**TEXTAUSZUG:**
Linz: „The Wave“ (Die Welle)

Uraufführung digital: 20.03.2021

Nachdem auch am Landestheater Linz seit einigen Monaten die Türen für Besucher verschlossen bleiben müssen, hat man hier nun die Netzbühne ins Leben gerufen, bei der ausgewählte Vorstellungen online zu sehen sind. Den Anfang machte hierbei das Tanzensemble und das Junge Theater. Am gestrigen Samstag, den 20.03.2021 fand auf dieser Plattform allerdings auch die digitale Uraufführung des Musicals „The Wave“ statt, die eigentlich vor einigen Monaten hätte im Theater stattfinden sollen. Das Musical basiert auf dem Experiment des Geschichtslehrers Ron Jones von 1967 an einer amerikanischen Highschool, welches vor allem durch den Roman von Morton Rhue berühmt geworden ist. Hierzulande ist sicherlich die Verfilmung „Die Welle“ u. a. mit Jürgen Vogel aus dem Jahr 2008 bekannt. Insgesamt zweieinhalb Millionen Zuschauer locke dieser Film seinerzeit ins Kino. Ende 2019 erschien basierend auf dieser Geschichte auch die Netflix-Serie „Wir sind die Welle“. Das Musical stammt aus der Feder von Or Matias und wurde 2019 an der Johnny Mercer Writers Colony bei Goodspeed Musicals entwickelt.

Für alle, die mit der Handlung nicht vertraut sind, nachfolgend die kurze und sehr gelungene Inhaltsangabe des Landestheater Linz: „Der Geschichtslehrer Ron Jones stößt in seiner Klasse beim Thema Nationalsozialismus auf Unverständnis. Die Jugendlichen können nicht verstehen, wie sich das faschistische Regime etablieren konnte und warum so viele Deutsche angeblich nichts vom Holocaust wussten. Er entschließt sich, ein Experiment durchzuführen. Er gründet „The Wave“, eine Organisation, in der die Schüler verschiedene Rollen übernehmen und sich strengen Verhaltensnormen unterwerfen. Die drei Prinzipien „Macht durch Disziplin“, „Macht durch Gemeinschaft“ und „Macht durch Handeln“ setzt er Schritt für Schritt um. Als die Dinge außer Kontrolle geraten und die eingeübten Strukturen immer totalitärere Züge aufweisen, will der Lehrer das Experiment abbrechen – doch die Mitglieder von „The Wave“ stellen sich ihm entgegen.“ Die gelungene Inszenierung von Christoph Drewitz konzentriert sich hierbei gekonnt auf den Lehrer Ron sowie die fünf Schüler Ella, Robert, Jess, James und Stevie. Während Jess und Stevie aus einem familiär durchaus prekären Umfeld stammen und diverse Probleme mit sich herumtragen, stammt James aus einem wohlhabenderen Elternhaus. Allerdings scheint es auch hier um die nicht materielle Zuwendung der Eltern nicht zum Besten bestellt zu sein. Zudem liebt James seine Mitschülerin Ella, die zu den besten Schülerinnen der Schule zählt. Und dann ist da noch Robert, der von allen nur gehänselt wird und der sich durch die Welle erstmals nicht komplett ausgestoßen vorkommt und hierdurch ein gefährliches Potential entwickelt. Verkörpert wird diese Rolle von Lukas Sandmann der diesen Charakter exzellent auf die Bühne bring. Auch die weiteren Darsteller wissen zu gefallen, Hanna Kastner spielt Ella, Celina dos Santos übernimmt die Rolle der Jess, James wird dargestellt von Samuel Bertz und Malcolm Henry verkörpert Stevie. In der Rolle des Lehrers Ron weiß Christian Fröhlich zu überzeugen. Abgerundet wird die Besetzung durch weitere 6 Ensemble-Darsteller, die weitere Schüler spielen und bei einigen Chorstücken und beim Bühnenumbau unterstützend eingreifen.

Auszüge aus einem Datensatz zur Punktmarkierung

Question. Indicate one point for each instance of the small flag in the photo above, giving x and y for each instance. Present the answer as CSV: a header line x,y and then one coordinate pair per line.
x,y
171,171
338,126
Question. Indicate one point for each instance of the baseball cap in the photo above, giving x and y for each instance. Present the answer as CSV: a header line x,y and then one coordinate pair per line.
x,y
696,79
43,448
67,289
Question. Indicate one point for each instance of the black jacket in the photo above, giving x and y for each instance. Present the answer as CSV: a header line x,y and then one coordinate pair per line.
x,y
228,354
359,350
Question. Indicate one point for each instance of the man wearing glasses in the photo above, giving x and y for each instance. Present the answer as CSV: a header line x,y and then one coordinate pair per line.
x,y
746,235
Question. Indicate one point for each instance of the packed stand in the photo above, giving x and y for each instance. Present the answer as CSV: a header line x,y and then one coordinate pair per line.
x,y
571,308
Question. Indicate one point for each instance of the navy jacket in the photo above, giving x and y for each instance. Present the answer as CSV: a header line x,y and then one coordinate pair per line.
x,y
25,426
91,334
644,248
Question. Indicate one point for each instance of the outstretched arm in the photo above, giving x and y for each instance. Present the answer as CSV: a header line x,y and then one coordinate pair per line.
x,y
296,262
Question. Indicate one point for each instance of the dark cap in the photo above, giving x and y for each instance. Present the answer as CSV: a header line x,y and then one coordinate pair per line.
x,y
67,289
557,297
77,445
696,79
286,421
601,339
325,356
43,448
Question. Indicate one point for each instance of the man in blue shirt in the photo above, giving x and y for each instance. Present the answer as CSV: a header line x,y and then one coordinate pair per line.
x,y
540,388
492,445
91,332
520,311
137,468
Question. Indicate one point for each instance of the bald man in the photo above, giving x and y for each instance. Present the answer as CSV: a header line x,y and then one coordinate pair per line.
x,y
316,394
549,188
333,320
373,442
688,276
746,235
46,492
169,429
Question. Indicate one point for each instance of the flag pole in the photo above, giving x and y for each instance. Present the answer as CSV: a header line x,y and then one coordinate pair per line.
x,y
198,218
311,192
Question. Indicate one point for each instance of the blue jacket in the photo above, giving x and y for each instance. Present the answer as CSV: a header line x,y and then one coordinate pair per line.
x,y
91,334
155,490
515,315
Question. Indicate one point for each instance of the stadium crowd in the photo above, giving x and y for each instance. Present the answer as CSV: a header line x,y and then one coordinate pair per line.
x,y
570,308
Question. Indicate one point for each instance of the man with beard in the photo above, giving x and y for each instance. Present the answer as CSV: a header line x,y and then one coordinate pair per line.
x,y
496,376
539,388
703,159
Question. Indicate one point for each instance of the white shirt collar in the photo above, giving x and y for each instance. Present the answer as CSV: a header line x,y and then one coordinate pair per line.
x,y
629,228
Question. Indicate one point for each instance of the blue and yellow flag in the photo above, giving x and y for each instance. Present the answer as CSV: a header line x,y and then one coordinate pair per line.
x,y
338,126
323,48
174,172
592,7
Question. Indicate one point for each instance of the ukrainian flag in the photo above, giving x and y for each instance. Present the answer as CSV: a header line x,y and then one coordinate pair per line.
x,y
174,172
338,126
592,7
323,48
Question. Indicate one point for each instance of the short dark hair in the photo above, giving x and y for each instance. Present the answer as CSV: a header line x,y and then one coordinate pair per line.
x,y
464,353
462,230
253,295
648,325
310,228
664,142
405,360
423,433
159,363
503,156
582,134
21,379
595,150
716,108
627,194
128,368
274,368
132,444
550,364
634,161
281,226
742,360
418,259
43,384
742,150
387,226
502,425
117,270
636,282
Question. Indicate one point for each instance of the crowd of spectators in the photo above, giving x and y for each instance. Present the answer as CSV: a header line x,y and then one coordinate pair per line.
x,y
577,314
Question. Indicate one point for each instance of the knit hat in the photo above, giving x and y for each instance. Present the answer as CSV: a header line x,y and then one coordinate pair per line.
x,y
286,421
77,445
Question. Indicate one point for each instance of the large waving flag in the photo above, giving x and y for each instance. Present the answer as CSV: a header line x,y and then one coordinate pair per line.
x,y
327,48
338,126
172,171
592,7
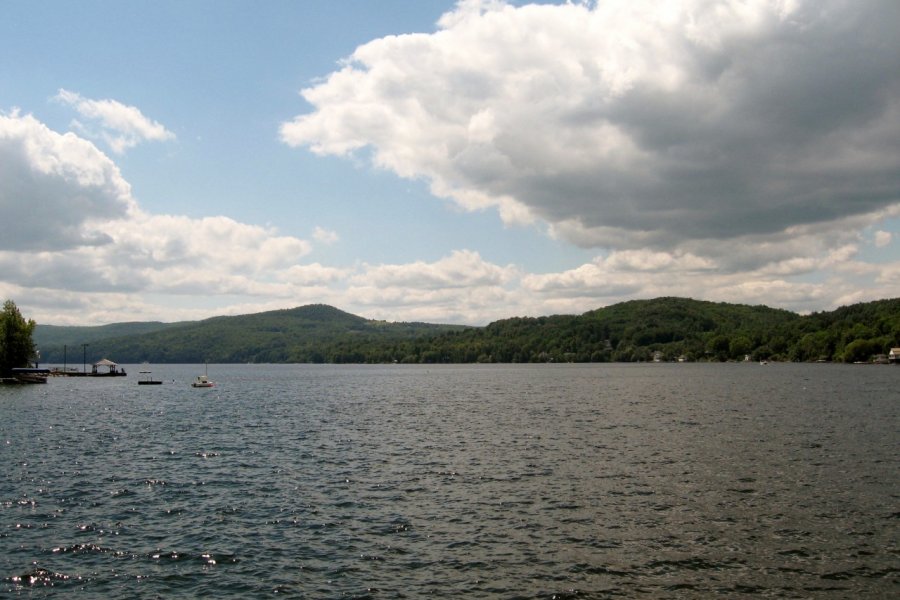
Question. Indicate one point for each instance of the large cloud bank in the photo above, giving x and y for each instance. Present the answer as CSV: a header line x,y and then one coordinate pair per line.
x,y
627,124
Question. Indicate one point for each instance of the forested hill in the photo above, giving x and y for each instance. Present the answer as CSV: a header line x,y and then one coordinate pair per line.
x,y
313,333
639,330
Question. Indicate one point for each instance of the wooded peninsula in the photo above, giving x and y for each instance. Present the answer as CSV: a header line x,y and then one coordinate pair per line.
x,y
662,329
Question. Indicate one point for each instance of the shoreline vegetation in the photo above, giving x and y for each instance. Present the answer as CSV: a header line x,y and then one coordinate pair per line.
x,y
662,330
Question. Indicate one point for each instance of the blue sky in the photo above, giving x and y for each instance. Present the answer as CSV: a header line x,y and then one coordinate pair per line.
x,y
446,162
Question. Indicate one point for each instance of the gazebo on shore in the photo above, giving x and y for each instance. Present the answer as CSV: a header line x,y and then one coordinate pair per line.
x,y
112,369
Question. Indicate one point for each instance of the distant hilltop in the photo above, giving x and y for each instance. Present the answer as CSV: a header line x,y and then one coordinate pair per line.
x,y
662,329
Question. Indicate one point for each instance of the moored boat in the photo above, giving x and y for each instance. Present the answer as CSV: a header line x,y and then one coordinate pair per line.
x,y
149,379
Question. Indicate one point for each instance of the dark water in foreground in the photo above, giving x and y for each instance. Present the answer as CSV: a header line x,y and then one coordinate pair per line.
x,y
566,481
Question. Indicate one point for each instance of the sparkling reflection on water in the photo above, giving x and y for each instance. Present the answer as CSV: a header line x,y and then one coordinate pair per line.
x,y
516,481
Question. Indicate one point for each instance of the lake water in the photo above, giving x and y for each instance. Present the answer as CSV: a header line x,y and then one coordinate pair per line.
x,y
475,481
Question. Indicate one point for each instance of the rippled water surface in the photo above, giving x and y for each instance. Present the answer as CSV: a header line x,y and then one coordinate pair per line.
x,y
531,481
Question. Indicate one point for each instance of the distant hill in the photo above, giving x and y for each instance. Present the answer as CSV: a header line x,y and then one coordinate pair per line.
x,y
313,333
640,330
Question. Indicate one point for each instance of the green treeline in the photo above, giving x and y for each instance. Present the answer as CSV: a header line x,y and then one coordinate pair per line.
x,y
17,348
640,330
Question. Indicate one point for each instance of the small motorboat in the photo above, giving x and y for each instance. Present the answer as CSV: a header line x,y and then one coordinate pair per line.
x,y
203,380
149,379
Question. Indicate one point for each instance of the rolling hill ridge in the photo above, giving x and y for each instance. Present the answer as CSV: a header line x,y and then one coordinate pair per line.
x,y
637,330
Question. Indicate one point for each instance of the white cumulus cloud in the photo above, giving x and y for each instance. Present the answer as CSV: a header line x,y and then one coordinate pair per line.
x,y
121,126
634,123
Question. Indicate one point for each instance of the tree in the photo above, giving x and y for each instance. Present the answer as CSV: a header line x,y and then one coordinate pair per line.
x,y
16,344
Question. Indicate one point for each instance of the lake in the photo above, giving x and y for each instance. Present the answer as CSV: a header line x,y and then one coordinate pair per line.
x,y
463,481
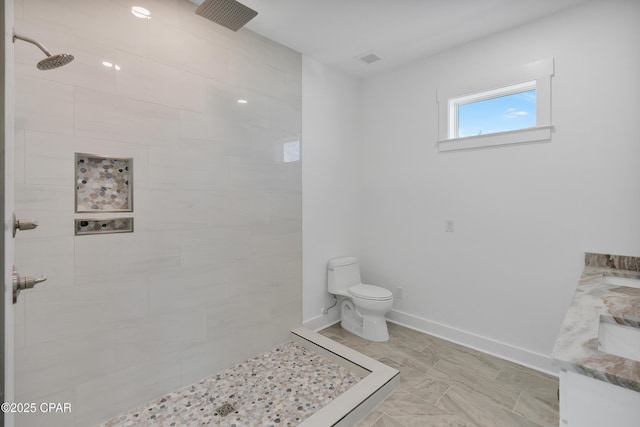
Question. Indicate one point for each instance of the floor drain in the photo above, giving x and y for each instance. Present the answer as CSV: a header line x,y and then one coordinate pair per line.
x,y
225,409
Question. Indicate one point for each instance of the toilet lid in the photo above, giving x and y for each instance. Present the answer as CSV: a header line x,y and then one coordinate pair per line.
x,y
370,292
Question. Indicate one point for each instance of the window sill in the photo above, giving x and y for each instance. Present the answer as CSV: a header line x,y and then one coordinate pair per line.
x,y
532,134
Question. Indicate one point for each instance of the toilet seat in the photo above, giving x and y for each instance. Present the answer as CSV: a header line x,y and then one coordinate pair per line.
x,y
370,292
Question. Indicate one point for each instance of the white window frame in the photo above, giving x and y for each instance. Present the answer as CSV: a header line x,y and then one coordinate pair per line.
x,y
490,85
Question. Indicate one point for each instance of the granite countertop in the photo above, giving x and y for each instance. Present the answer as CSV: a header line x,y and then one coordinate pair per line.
x,y
576,347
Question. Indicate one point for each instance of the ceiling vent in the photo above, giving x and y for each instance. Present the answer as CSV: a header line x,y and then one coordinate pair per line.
x,y
369,57
228,13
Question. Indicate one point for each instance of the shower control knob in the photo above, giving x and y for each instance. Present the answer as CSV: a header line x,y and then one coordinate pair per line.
x,y
22,283
23,224
27,224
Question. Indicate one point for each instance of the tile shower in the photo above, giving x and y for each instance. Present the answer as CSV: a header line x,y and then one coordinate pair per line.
x,y
211,276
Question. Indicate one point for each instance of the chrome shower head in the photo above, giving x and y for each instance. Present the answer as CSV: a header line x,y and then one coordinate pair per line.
x,y
51,61
228,13
54,61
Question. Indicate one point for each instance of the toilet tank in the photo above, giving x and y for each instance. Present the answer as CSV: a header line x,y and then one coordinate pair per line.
x,y
342,273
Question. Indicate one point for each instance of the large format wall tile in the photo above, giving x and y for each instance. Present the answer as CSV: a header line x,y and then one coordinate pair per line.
x,y
211,274
100,115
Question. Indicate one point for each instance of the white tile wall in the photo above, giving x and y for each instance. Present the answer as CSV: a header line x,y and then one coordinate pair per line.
x,y
212,273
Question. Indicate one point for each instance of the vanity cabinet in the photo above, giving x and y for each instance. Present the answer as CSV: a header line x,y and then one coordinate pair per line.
x,y
587,402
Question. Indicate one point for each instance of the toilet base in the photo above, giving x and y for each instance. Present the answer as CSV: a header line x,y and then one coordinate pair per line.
x,y
369,327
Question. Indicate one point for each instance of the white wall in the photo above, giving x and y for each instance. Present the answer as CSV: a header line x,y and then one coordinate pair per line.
x,y
212,273
523,214
330,203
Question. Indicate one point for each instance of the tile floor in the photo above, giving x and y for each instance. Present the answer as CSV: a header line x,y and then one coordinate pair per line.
x,y
282,387
444,384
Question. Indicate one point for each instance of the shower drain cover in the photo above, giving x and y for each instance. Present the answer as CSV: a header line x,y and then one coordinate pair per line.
x,y
225,409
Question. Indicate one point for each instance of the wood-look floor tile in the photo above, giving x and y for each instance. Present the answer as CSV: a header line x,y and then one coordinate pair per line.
x,y
387,421
408,337
483,364
538,410
444,384
370,419
475,409
537,383
403,404
448,420
401,356
453,374
430,390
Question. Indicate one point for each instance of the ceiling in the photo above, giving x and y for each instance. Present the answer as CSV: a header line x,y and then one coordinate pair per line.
x,y
338,32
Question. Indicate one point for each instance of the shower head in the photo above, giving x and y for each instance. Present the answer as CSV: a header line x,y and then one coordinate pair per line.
x,y
54,61
51,61
228,13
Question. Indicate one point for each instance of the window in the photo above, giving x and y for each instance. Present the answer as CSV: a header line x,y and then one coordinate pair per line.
x,y
508,113
500,110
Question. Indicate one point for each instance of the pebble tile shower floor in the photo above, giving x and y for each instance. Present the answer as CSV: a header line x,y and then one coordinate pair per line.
x,y
280,388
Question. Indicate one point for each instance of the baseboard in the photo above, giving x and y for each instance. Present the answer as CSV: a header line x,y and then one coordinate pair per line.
x,y
323,321
530,359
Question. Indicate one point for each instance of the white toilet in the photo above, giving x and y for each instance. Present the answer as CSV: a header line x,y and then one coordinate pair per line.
x,y
362,307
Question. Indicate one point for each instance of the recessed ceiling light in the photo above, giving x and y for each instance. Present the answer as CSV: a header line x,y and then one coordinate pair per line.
x,y
141,12
109,65
369,57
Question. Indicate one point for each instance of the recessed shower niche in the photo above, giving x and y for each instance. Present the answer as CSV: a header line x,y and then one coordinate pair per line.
x,y
103,184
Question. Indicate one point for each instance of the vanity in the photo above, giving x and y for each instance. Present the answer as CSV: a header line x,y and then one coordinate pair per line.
x,y
598,346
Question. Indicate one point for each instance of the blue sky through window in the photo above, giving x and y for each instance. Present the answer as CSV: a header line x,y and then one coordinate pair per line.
x,y
500,114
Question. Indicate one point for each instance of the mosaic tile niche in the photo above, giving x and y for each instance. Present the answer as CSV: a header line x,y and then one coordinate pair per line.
x,y
103,183
85,226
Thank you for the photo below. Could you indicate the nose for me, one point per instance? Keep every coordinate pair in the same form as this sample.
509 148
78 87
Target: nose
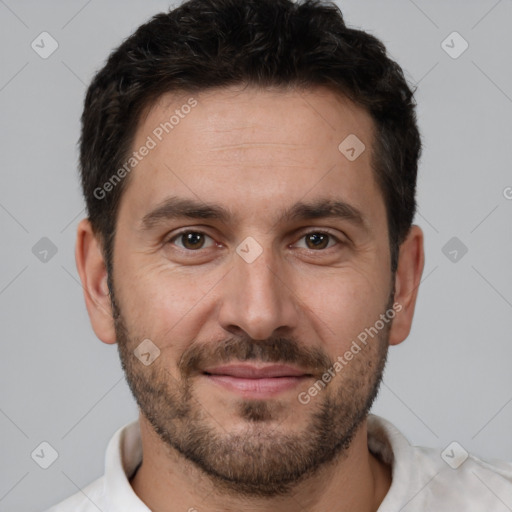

**AUFGABEN:**
(1) Wer spielt laut dem Textauszug die Rolle des Robert?
(2) Übertrage aus den Zeilen den Abschnitt, der mit der Zeile beginnt, die „Thank you for“ enthält, und bis zum Ende der Zeilen reicht, beide Enden eingeschlossen, in eine Markdown-Tabelle mit den Spalten „Nr“ und „Zeile“. Lass leere Zeilen und die Bilder dabei weg.

**LÖSUNGEN:**
(1) Lukas Sandmann.

(2)
| Nr | Zeile |
|---|---|
| 1 | Thank you for the photo below. Could you indicate the nose for me, one point per instance? Keep every coordinate pair in the same form as this sample. |
| 2 | 509 148 |
| 3 | 78 87 |
| 4 | Target: nose |